## Start Records to process

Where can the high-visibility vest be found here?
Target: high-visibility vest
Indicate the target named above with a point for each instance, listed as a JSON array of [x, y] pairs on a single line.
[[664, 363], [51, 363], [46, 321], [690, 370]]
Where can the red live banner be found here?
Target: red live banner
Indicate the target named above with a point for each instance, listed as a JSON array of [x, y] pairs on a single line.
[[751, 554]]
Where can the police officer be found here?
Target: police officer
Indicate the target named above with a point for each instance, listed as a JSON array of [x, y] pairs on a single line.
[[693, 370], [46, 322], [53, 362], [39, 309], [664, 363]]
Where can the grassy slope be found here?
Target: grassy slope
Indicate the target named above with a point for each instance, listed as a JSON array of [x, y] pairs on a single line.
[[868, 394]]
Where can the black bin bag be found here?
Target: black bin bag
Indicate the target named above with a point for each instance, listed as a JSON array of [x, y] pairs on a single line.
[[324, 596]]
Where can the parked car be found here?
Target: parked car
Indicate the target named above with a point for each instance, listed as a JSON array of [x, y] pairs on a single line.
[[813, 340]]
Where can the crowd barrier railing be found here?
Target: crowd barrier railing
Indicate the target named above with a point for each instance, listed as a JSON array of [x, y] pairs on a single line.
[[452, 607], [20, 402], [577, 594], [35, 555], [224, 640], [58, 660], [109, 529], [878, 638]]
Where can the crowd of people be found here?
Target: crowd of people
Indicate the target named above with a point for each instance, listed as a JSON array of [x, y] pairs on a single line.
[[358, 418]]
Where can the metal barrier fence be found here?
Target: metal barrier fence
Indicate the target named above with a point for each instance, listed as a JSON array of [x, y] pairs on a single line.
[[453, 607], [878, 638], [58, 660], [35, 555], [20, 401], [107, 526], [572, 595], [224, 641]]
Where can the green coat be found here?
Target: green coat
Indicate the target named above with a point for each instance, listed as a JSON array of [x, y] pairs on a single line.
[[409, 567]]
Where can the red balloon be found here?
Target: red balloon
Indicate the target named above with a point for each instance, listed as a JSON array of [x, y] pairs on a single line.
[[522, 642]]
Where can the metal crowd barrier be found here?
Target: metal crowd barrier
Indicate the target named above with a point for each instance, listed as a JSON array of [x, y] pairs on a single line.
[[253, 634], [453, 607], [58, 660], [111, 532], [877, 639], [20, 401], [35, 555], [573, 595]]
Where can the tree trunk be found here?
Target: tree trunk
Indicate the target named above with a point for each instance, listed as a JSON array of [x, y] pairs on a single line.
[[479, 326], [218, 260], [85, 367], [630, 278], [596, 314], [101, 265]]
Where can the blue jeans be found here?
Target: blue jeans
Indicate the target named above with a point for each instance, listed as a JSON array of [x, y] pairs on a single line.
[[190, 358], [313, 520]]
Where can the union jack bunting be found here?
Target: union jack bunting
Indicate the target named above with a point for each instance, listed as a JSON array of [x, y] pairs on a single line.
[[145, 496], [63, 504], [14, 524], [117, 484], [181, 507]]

## End Records to process

What is needed:
Format every line of the records above as a JSON list of strings, with one string per line and blank lines omitted.

Finished task:
[
  "Where can the high-visibility vest be found here?",
  "Target: high-visibility vest",
  "Indicate the target named above with a point for each instance, listed as a JSON array of [x, y] pairs on a single line.",
  "[[664, 363], [51, 363], [46, 321], [690, 370]]",
  "Where can the red live banner be found here?",
  "Target: red live banner",
  "Indicate the target named above with a point for each instance, listed as a JSON array of [x, y] pairs on a single line.",
  "[[751, 554]]",
  "Where can the police officer be found here?",
  "Target: police officer",
  "Indicate the target named above with a point for each instance, listed as a JSON array of [x, y] pairs on a single line.",
  "[[693, 370], [46, 322], [53, 362], [39, 309], [664, 363]]",
  "Where can the grassy slope be found here?",
  "Target: grassy slope",
  "Indicate the target named above with a point for each instance, listed as a JSON array of [x, y] pairs on a single line.",
  "[[868, 394]]",
  "Where can the black bin bag be found here?",
  "Target: black bin bag",
  "Indicate the target named above with a point for each instance, listed as a JSON array of [x, y] pairs on a single line.",
  "[[324, 596]]",
  "Where can the parked car be found here?",
  "Target: parked car",
  "Indicate the target named above with a point for each instance, listed as a JSON array of [x, y] pairs on a single line.",
  "[[813, 340]]",
  "Where can the crowd barrier railing be found here?",
  "Target: crowd barrier railing",
  "Indicate the target named above with a point for each instance, listed as a JSON array of [x, y] pairs on a single line.",
  "[[452, 607], [20, 402], [577, 594], [35, 555], [224, 640], [58, 660], [109, 529], [878, 638]]",
  "Where can the crowd of people be found here?",
  "Target: crowd of people",
  "Indicate the target named above with a point for each instance, listed as a JSON array of [x, y] pairs on a single line.",
  "[[358, 418]]",
  "Where can the metal barrier fence be found here?",
  "Target: metal barrier fence",
  "Indicate the target named above with a point for each instance, listed as a JSON array of [x, y] pairs on a single line.",
  "[[453, 607], [878, 638], [58, 660], [35, 555], [20, 401], [107, 526], [572, 595], [224, 641]]",
  "Where can the green coat be found here?",
  "Target: green coat",
  "Indicate the target named above with a point for each instance, listed as a JSON array of [x, y] pairs on a single line.",
  "[[409, 567]]",
  "Where can the red balloon be found here?",
  "Target: red balloon",
  "Indicate the target named above with a point for each instance, listed as a JSON array of [x, y] pairs on a single line.",
  "[[522, 642]]",
  "Where can the metal crowd barrier be found here?",
  "Target: metal crowd barrier",
  "Indicate the target named above with a point for each instance, listed as a JSON array of [x, y] pairs on a single line.",
  "[[253, 634], [453, 607], [58, 660], [111, 532], [877, 639], [20, 401], [35, 555], [573, 595]]",
  "Where can the tree trunk be found here?",
  "Target: tree trunk",
  "Indicate the target named above with a point for each instance, listed as a JSON array of [x, y] pairs on a single line.",
  "[[479, 326], [218, 260], [85, 367], [630, 278], [596, 314], [101, 265]]",
  "Where can the blue jeans be found here?",
  "Target: blue jeans",
  "Indicate the target named above with a point for each instance, listed as a JSON array of [x, y] pairs on a single line.",
  "[[190, 358], [313, 520]]",
  "Where can the union jack bunting be found here?",
  "Target: union jack bunting",
  "Indicate the target named above with a point for each instance, listed as a JSON array of [x, y] pairs on a single line.",
  "[[145, 496], [63, 504], [14, 524], [117, 484], [181, 507]]"
]